[ACTIVITIES]
A – In the passage on The Early Years, during which years did Fred E. Bryans head the department?
B – Please pick up the passage on The Early Years after its last sentence and continue it in the same style.
------ GIVEN TEXT ------
The Early Years by Fred E. Bryans, Emeritus Professor and former head (1959-1980) of the Department of Obstetrics and Gynaecology of UBC is a most valuable contribution to the history of the Department and of the Faculty. Recording who the individuals were and the contributions they made reinforces the fact that it is the people, the committed faculty and staff and the outstanding trainees that makes things go well.

As the department head, Dr. Bryans was responsible for the performance of the University elements of the department, consisting of teaching and research; and the hospital elements, excellence in patient care. The original members of the Clinical staff in the 1950-80 period are introduced in the first part of the book. The Specialty underwent a dramatic shift in the 1950-1980 period from the clinical discipline focused on the mechanical aspects of labour and delivery and on surgical gynaecology to the wider issues of women’s health and consideration of social issues and research into the scientific underpinning of the reproductive process. Dr. Bryans describes the setting into which the Department came: the Vancouver General Hospital, Grace Hospital and St Paul’s Hospital provided contributions.
------ INPUT DATA ------
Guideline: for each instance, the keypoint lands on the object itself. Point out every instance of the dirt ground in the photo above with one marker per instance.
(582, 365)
------
[RESPONSES BY ITEM NUMBER]
A – From 1959 to 1980.

B –
Academic programs first followed traditions of the 1950s and sixties -- eventually changing into its more flexible and rewarding clinical clerkships of the fourth-year students. More focused residency experiences were introduced in the 1970s -- including fetal assessment in the antepartum and intrapartum periods, use of ultrasound,reproductive endocrinology, and genetics.

Funding sources were often short in the early years. Those appointed to the staff had to be attracted to the challenges more than the renumeration. Eventually it was recognized by the Medical Services Commission that payment of physicians in teaching hospitals was an essential component of patient care in various specific areas.

A confusing period of planning for future facility development took place in the early 1973-75 period. Eventually, largely influenced by public pressure and by the continuing work of obstetric and neonatal professionals for improved maternity care by 1976 the Ministry of Health approved the construction of a combined maternity and children’s hospital.

From the early years a major strength of the department was in the areas of oncology. Close working relationships between radiotherapists at the BC Cancer Institute and surgical pathologists led the way to increased interest in cytology. With the establishment of an endocrinology laboratory the Reproductive Endocrinology and infertility division gained strength.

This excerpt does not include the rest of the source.